We have and use quite a few Dutch ovens. We have both standard and deep 14", 12", 10" ovens and a pair of 8" ovens. We also have a 12" diameter antique "spider skillet" with long legs and a rimmed lid (think of the deep cast iron skillet sometimes called a "chicken fryer" with legs and a rimmed lid)

And, on occasion, we've used a standard domed lid household style Dutch oven with coals, too. Most of our 10" and larger ovens have a round second-hand-store meat rack in them along with a pan for cakes, cobblers and such, a pair of gloves and a tool to lift the lid and carry the oven around by the bail handle. The 12 and 14" ovens also have a round shallow pan for pizza and flat breads.

I suspect that you may well already know this so at the risk of "preaching to the choir":

A 12" oven will comfortably cook most main courses for 6 or even 8 persons but we find that for just the two of us a 10" oven seems to be the best size for most meals or for a quick evening cobbler, buckle or other dessert. If the oven is along primarily for desserts then I bring an 8" oven. For casseroles or chili type meals the 8" oven work well for the two of us.

What size oven are you contemplating buying and how many people do you normally cook for? And are you looking for recipes for one pot meals, main courses, roasts, a little bit of everything or something specific????
----
> **WHAT YOU HAVE TO DO**
According to the Dutch oven text, which oven size works best for most meals when cooking for two people?

Image box annotation rows:
----
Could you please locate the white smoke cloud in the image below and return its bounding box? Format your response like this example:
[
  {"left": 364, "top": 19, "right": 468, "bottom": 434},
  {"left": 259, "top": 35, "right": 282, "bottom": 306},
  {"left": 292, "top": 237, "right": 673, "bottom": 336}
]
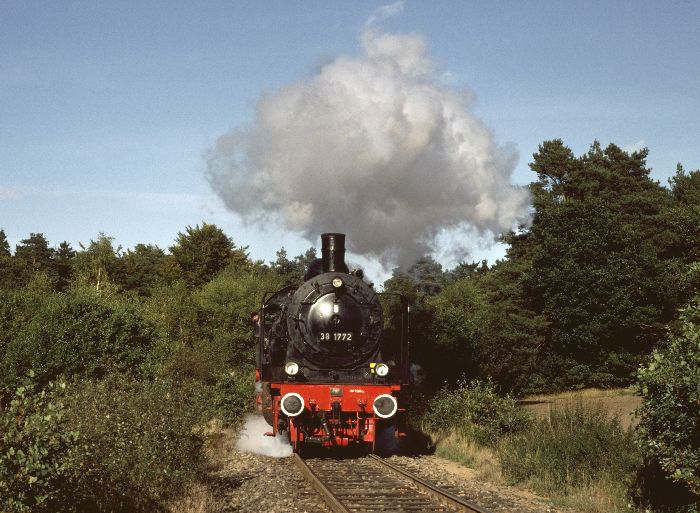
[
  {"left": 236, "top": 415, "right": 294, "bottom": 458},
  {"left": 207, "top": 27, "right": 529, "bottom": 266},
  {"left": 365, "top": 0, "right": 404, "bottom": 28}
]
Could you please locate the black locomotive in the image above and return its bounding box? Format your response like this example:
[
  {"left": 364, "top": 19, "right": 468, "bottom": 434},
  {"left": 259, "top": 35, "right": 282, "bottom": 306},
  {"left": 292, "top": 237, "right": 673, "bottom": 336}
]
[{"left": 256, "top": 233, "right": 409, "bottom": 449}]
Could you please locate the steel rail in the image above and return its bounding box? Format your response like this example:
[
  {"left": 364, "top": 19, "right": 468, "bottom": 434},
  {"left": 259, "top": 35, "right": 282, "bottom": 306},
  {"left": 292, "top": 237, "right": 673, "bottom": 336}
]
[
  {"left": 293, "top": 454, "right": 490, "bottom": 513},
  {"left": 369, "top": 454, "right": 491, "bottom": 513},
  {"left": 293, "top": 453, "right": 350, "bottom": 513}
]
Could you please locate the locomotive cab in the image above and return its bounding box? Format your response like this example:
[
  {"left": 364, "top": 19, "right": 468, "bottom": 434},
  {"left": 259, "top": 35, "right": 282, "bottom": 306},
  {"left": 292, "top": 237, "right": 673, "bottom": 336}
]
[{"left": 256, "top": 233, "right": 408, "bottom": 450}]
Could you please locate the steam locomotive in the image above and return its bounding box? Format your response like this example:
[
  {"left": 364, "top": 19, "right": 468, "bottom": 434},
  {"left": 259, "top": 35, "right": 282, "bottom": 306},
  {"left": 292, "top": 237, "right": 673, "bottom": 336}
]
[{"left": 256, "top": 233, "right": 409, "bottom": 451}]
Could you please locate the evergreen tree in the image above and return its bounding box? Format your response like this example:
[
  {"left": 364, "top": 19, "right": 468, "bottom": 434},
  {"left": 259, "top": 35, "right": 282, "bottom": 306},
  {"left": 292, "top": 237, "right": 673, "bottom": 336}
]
----
> **FULL SOLUTION**
A 10" oven.